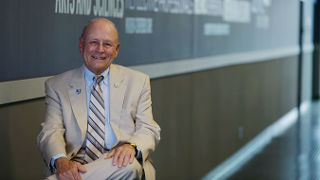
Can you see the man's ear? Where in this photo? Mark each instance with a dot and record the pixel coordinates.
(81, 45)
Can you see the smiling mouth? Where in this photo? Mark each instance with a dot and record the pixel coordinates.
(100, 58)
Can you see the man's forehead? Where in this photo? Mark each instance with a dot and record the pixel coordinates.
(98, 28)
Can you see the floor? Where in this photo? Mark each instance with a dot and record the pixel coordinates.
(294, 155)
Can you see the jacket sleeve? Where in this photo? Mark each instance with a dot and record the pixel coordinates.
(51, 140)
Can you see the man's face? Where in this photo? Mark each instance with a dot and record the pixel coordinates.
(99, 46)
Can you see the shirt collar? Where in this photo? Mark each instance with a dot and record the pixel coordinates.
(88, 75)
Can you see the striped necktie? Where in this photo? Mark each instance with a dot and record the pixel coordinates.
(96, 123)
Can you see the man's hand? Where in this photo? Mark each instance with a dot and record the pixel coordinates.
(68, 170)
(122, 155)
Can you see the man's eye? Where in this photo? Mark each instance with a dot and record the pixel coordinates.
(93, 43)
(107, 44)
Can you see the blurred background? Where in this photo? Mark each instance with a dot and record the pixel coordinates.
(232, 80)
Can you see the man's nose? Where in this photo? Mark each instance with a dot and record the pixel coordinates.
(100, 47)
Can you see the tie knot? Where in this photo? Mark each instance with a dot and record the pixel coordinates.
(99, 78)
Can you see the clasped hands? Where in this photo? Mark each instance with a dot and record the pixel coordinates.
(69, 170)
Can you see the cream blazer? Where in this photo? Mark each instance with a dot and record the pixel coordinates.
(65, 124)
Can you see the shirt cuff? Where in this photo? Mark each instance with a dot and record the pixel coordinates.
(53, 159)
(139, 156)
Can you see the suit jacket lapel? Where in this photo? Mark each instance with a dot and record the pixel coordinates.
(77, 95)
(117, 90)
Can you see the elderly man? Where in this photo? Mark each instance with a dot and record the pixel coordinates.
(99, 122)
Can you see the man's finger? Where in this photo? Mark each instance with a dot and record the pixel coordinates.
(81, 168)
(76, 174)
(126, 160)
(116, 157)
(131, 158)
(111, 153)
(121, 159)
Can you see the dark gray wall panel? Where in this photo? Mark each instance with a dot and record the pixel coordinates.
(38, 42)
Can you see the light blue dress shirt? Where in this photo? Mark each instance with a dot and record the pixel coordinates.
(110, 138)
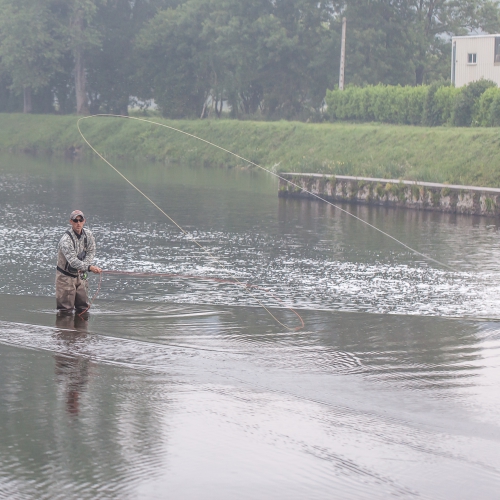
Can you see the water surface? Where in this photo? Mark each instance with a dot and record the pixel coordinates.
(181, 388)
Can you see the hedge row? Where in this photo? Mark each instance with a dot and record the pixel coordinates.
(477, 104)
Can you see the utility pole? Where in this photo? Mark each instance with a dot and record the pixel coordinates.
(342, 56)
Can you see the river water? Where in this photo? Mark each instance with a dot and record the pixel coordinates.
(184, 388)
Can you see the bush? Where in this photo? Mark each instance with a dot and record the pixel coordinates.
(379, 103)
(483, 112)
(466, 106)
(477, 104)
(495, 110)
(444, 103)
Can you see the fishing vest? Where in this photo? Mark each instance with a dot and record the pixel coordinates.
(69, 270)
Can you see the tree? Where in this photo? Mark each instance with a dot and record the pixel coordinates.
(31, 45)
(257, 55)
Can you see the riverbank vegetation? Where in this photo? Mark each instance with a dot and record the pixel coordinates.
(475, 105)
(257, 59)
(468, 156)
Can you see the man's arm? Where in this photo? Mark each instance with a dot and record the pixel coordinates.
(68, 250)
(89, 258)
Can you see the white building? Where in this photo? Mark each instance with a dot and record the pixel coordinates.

■ ■ ■ ■ ■

__The task__: Give the entries again without a single change, but with no pictures.

__Completed exercise__:
Can you see the man's ear? Where in this photo? Mark each instance with a dot and record the pixel coordinates.
(81, 45)
Can you see the smiling mouth? Where in this photo? Mark each instance with a dot and record the pixel coordinates.
(100, 58)
Can you see the man's forehead? Where in this photo? Mark each instance with a dot and record the pixel coordinates.
(98, 28)
Can you see the floor? Where in this photo? Mark each instance with a dot and record the pixel coordinates.
(294, 155)
Can you see the jacket sleeve? Where in this photo? Mark each instance with a dot and record the pixel coordinates.
(51, 140)
Can you see the man's face? Where in this photo? Mark each instance with a dot and record the pixel coordinates.
(99, 46)
Can you see the shirt collar? Where in this photo? Mark each instance with a dot and record the pixel coordinates.
(88, 75)
Can you see the striped necktie? Where in this photo? Mark each instance with a dot and record the pixel coordinates.
(96, 123)
Can you see the man's hand? Where in this photo? Mark each instance with a dot and record the pixel coordinates.
(68, 170)
(122, 155)
Can you see the man's eye? Where in this photo? Mark each instance with a dot and record the pixel coordinates.
(93, 43)
(107, 44)
Can you see the blurred background? Where in this photo? Mark each instance with a dot and record the pixel coordinates.
(232, 80)
Can you see the man's nose? Where in this photo? Mark each instance with a dot and record the pixel coordinates.
(100, 47)
Can you see the tie knot? Where in this photo? Mark each instance with a dot and record the pixel coordinates.
(99, 78)
Can you see the clasped hands? Where in this photo? Mark each instance with a dot and record the pixel coordinates.
(69, 170)
Can you see the cream blazer? Where in this photo? Mark each instance with a dot and record the pixel coordinates.
(65, 124)
Can you see the shirt cuff? Where in this photo? Mark each instance with a dot and record the pixel coordinates.
(53, 159)
(139, 156)
Can you see the suit jacket lapel? Where in this photo? Mark each instance with a dot and record the pixel coordinates.
(77, 95)
(117, 90)
Can you see the elderly man? Where in this photo? Mark each instance with a dot and record the pixel coordinates.
(99, 122)
Can you see the man's finger? Where in this photo? Mark each instance with a dot and record the pixel coordinates.
(81, 168)
(76, 174)
(126, 160)
(116, 157)
(131, 158)
(111, 153)
(121, 159)
Can you see the dark gray wall panel? Where in this photo? Mark each instance with a dot and record the pixel coordinates.
(38, 42)
Can you see the light blue dress shirt? Where in this photo? Mark each instance with a dot and record the pixel coordinates.
(110, 138)
Can you see the water surface? Where in this photo? Mark each instance with a dot and record the pixel coordinates.
(181, 388)
Can you see the hedge row? Where in this photo? Mark each instance with a dot and record the pixel coordinates.
(477, 104)
Can you see the utility pole? Where in this photo? Mark each instance with a dot and record the pixel coordinates.
(342, 56)
Can you see the river water? Where in this photo? Mark each instance with a dot and record the pixel coordinates.
(184, 388)
Can you see the bush? Where in this photo? Mark each instance with a dot and record the pixel coordinates.
(379, 103)
(483, 112)
(466, 106)
(477, 104)
(495, 110)
(444, 103)
Can you see the fishing vest? Where in this photo? Mark each instance with a dot and record the pixel coordinates.
(69, 270)
Can you see the tree? Where in this photo? Mark each instance with a dot and record the pixel coordinates.
(31, 45)
(257, 55)
Can you see the riverbank vegetation? Where in this photo? Mark each instance with a dot and record the pixel coordinates.
(475, 105)
(257, 59)
(468, 156)
Can you see the man's arm? Where in this photo? Mark each instance with a dot and record the pixel coordinates.
(68, 250)
(89, 258)
Can you see the white building? Where in this photo? Mark each instance with a dot and record the pixel coordinates.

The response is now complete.